* **INSTRUCTION A**
In the Machias Seal Island excerpt, how many years has John Drouin fished in the Grey Zone?
* **INSTRUCTION B**
Please retype the part of the Machias Seal Island excerpt starting with "Machias Seal Island" and going on through "prized local lobsters.".
* **INSTRUCTION C**
Write what comes next in the Machias Seal Island excerpt, picking up after its last sentence.

* **EXCERPT**
***

Machias Seal Island is a tiny dot on maps of North America. But the uninhabited, fogbound rock is significant for its location in an area known as the "Grey Zone" – the site of a rare international dispute between Canada and the United States.

The two neighbours and long-time allies have each long laid claim to the island and surrounding water, where the US state of Maine meets Canada's New Brunswick province – and with that claim, the right to catch and sell the prized local lobsters.

John Drouin, a US lobsterman who has fished in the Grey Zone for 30 years, tells of the mad dash by Canadian and American fishermen to place lobster traps at the start of the summer catching season each year.

"People have literally lost parts of their bodies, have had concussions, [their] head smashed and everything," he says.

The injuries have been caused when lobstermen have been caught up in each other's lines. He says one friend lost his thumb after it became caught up in a Canadian line, what Mr Drouin calls his battle scar from the Grey Zone.

***

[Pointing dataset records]

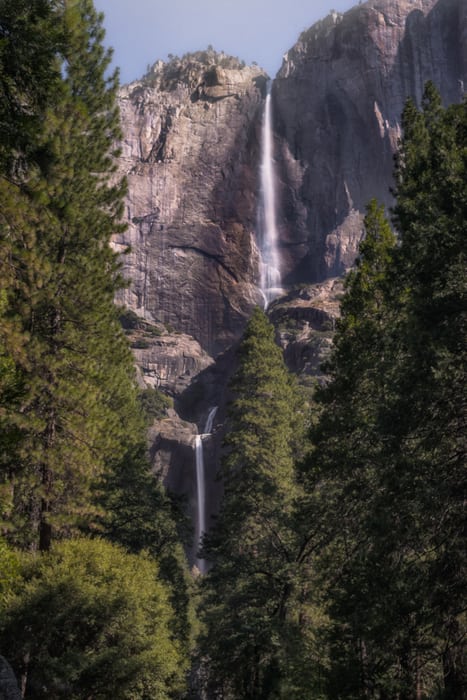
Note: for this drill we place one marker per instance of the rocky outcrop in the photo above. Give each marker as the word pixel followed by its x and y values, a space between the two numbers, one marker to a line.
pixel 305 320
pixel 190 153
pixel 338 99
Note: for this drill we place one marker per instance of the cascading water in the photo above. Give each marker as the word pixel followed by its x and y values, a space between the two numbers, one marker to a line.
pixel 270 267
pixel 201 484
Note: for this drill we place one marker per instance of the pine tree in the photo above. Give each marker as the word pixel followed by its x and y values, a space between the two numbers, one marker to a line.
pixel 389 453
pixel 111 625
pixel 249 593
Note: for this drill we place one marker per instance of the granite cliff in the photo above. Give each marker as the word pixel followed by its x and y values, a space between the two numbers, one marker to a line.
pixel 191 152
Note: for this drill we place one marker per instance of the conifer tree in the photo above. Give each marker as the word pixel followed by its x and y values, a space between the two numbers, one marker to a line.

***

* **EXERCISE OUTPUT A**
30 years.

* **EXERCISE OUTPUT B**
Machias Seal Island is a tiny dot on maps of North America. But the uninhabited, fogbound rock is significant for its location in an area known as the "Grey Zone" – the site of a rare international dispute between Canada and the United States.

The two neighbours and long-time allies have each long laid claim to the island and surrounding water, where the US state of Maine meets Canada's New Brunswick province – and with that claim, the right to catch and sell the prized local lobsters.

* **EXERCISE OUTPUT C**
The 277 square miles of sea around Machias Seal Island has been under dispute since the late 1700s – and in 1984, an international court ruling gave both the US and Canada the right to fish in the waterway.

It has stood as a quirk – an isolated area of tension in what had been, until now, an otherwise close relationship between the two countries.

But that could all be about to change.

US President Donald Trump's return to the White House, steep tariffs on Canadian imports and rhetoric about making the country the 51st state has sparked a series of fresh flashpoints, with the possibility that he may ultimately wish to subsume Canada into the US hanging over everything. Amid the biggest shift in the relationship between the two countries in decades, the question is, what does he really want from Canada?

Cutler, Maine, is the closest US town to the Grey Zone. It has a collection of scattered houses, one supply store and, for good reason, a lobster wholesaler.

Aside from a few big-city retirees and holiday-goers, Cutler owes its existence to the bountiful crustaceans that inhabit the offshore waters. And for the lobstermen of Cutler, the international limbo of the Grey Zone is their everyday reality, as they scatter their traps along the bottom of the Gulf of Maine to catch the prized lobsters and bring them to market.

During lobster season, the Grey Zone is packed with boats and buoys marking the location of their traps. When the waters get crowded and livelihoods are at stake, things can get ugly.

"Do we like it? Not in the least," says Mr Drouin. He has caught lobsters in the Grey Zone for 30 years. "I will continue to complain about it until I can't breathe anymore."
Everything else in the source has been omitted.